Rewrite everything from the line containing "Greenhouse-scouting request: tag the sky" down to the last line of the items as a numbered list, including that first line and leaving out any blank lines.

● **Records supplied**:
-- BEGIN --
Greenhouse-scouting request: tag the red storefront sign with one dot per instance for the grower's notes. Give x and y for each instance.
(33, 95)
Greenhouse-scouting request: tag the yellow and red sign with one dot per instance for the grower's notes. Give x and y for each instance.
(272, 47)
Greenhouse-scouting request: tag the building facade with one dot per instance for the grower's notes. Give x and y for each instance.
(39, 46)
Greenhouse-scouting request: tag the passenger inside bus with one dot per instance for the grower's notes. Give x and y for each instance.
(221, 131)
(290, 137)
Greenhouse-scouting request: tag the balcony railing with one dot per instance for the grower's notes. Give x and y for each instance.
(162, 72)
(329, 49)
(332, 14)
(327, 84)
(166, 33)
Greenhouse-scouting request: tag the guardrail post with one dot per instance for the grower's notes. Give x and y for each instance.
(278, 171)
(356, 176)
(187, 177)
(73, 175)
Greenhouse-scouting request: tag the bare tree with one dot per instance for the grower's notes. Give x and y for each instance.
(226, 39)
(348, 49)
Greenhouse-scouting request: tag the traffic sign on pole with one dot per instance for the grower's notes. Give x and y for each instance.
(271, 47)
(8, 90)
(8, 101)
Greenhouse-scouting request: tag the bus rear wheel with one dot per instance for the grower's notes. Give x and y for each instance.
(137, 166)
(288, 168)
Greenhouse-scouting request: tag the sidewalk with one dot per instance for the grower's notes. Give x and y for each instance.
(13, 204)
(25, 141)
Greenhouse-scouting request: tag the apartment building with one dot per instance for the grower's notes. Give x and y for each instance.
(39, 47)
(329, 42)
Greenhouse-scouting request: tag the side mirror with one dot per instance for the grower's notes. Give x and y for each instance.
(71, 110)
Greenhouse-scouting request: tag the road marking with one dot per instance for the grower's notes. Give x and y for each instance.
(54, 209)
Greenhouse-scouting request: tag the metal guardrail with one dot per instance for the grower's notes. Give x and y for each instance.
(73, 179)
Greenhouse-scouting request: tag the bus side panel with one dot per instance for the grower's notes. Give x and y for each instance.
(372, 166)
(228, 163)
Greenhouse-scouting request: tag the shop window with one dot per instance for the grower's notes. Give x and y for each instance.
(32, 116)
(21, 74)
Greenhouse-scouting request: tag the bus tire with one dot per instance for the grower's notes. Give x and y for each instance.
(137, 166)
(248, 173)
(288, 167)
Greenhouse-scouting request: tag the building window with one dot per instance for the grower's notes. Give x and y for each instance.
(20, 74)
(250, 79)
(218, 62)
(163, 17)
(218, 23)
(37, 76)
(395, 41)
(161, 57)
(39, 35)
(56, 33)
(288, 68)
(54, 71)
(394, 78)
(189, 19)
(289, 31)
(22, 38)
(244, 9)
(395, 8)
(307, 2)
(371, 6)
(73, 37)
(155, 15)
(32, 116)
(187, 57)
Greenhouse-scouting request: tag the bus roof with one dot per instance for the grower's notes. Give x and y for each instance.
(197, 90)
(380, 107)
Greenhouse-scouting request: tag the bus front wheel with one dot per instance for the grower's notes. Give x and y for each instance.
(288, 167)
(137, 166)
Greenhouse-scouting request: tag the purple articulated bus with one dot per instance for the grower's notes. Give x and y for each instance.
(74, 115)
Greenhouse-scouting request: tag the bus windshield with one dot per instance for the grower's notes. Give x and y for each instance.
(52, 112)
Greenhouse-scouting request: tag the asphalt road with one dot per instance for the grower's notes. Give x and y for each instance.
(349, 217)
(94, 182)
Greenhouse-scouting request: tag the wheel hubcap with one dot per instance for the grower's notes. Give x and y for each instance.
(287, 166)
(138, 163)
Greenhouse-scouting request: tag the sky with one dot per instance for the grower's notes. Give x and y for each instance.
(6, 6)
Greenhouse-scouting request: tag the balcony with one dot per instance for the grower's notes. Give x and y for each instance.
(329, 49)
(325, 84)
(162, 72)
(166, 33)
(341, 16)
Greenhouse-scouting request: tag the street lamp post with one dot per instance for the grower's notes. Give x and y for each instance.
-- END --
● **Full solution**:
1. Greenhouse-scouting request: tag the sky with one dot per instance for the grower's notes. Give x and y for each instance.
2. (6, 6)
3. Greenhouse-scouting request: tag the balcony with one dot per instance for the grower's notes. Give x and y for each instance.
4. (329, 49)
5. (325, 84)
6. (162, 72)
7. (166, 33)
8. (341, 16)
9. Greenhouse-scouting request: tag the street lamp post with one dot per instance for the grower's notes. Give x and y for each instance.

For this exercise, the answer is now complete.